START Selected excerpt

# living on a boat in greece



## gemballa

Hi all, next year i aim to sell up, buy a boat to live the dream in the ionian seas !!!
I would like to live half year in uk and other in greece.
would sailing back to uk be a major problem, i would like to live on my boat 12 months. any ideas folks if you have done it ?


----------



## greece4now

Sounds like fun! All set or at planning stage? Always wanted to do that!



gemballa said:


> Hi all, next year i aim to sell up, buy a boat to live the dream in the ionian seas !!!
> I would like to live half year in uk and other in greece.
> would sailing back to uk be a major problem, i would like to live on my boat 12 months. any ideas folks if you have done it ?


----------



## scoobie

gemballa said:


> Hi all, next year i aim to sell up, buy a boat to live the dream in the ionian seas !!!
> I would like to live half year in uk and other in greece.
> would sailing back to uk be a major problem, i would like to live on my boat 12 months. any ideas folks if you have done it ?


Hi, Have not sailed to the Uk but have met people who do that at the marina. There are lots of boats for sale in the Ionian at the moment so for sure you could get a bargain at the moment. The reason for this is that any one who earns an income in Greece has to now pay a tax on their boats each year. I think you will have to pay something for being in Greek waters but not sure what it is. Sounds great and i am sure you will love it.


----------



## Costas_GB_and_GR

Catch up with Vas. He sailed a boat from UK to the Ionian (Kefalonia) and he spends considerable time in it . Here is his story Welcome to MondoCosseri.com and Cosseri.com

He is a friend, I am sure he has some tips for you.

Ionian sea and sailing...A fantastic dream that you can make come true...
Read Vas's adventures on bringing the boat to Kefalonia 
Welcome to MondoCosseri.com and Cosseri.com
go to the links and look bat the photos and the story about his odyssey from UK to Kefalonia

See you soon sailing in the Ionian sea...


----------



## greekjock

[

We bought a yacht in Greece 5 years ago & have been sailing the eastern Med. ever since.
You ask about sailing back to the UK Why would you want to do this? 
If you plan to sail in the summer months and return to UK in the winter,there are plenty of places to leave the boat safely.
Buying can be easy.the place is awash with boats for sale,this is partly because the economic situation has priced many people out of owning a boat.Greece is now an expensive country to sail in,compared to a few years ago.

END Selected excerpt
START Supplied material

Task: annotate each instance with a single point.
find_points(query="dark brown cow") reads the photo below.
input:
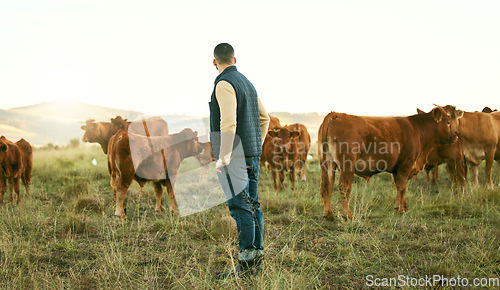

END Supplied material

→ **What to work on**
• A. In the forum thread about living on a boat in Greece, which island did Vas sail his boat to from the UK?
• B. Extend the forum thread about living on a boat in Greece, beginning after its final sentence.

→ **Answers to each task**
• A. Kefalonia, in the Ionian.

• B.
You need to have a good budget if you want to have a decent standard of living,Food,drinks fuel and services all add up.
Having said all that ,it is still a wonderful place to sail.
I would suggest that you charter for a couple of weeks first,to get the feel of the area,the Ionian has plenty of charter boats available .


----------



## gemballa

gemballa said:


> Hi all, next year i aim to sell up, buy a boat to live the dream in the ionian seas !!!
> I would like to live half year in uk and other in greece.
> would sailing back to uk be a major problem, i would like to live on my boat 12 months. any ideas folks if you have done it ?


Thanks Jock,
Realise now would need to buy a vessell in greece and moor/ take out the water in the winter.
I would have to sort out a boat or mobile home then for the uk for the time i am here.
Plenty to think about !


----------



## gemballa

You mention safe areas to leave a boat, where would this be ?
What sort of cost is involved .
Thanx
Ian


----------



## scoobie

Hi
The main marina where we live charges the same in the water as out and is really expensive. Winter price about 350euros a month and summer 450 euros a month. We have our boat in a boat yard, 200euros for the crane to lift it out and move it to the boat yard then 97 euros a month, the boat is just over 10meters. You pay per meter .


----------



## greekjock

scoobie said:


> Hi
> The main marina where we live charges the same in the water as out and is really expensive. Winter price about 350euros a month and summer 450 euros a month. We have our boat in a boat yard, 200euros for the crane to lift it out and move it to the boat yard then 97 euros a month, the boat is just over 10meters. You pay per meter .


There are not many marinas in Greece,but try to avoid them where possible as they are becoming very expensive.
Boat yards are all over the place..mainland & islands,and as stated above are much more affordable.

We have actually moved the boat to Turkey,not so much as it is a bit cheaper,but we can get more convenient flights to/from the UK.


----------



## Pauli

Hello, i'm new. Have been travelling in my campervan since January and am now in Turkey. My plan was to buy a boat in Turkey but have decided to head for the Ionian. Can anyone put me straight on the tax paid/not paid situation? Is this VAT or something else?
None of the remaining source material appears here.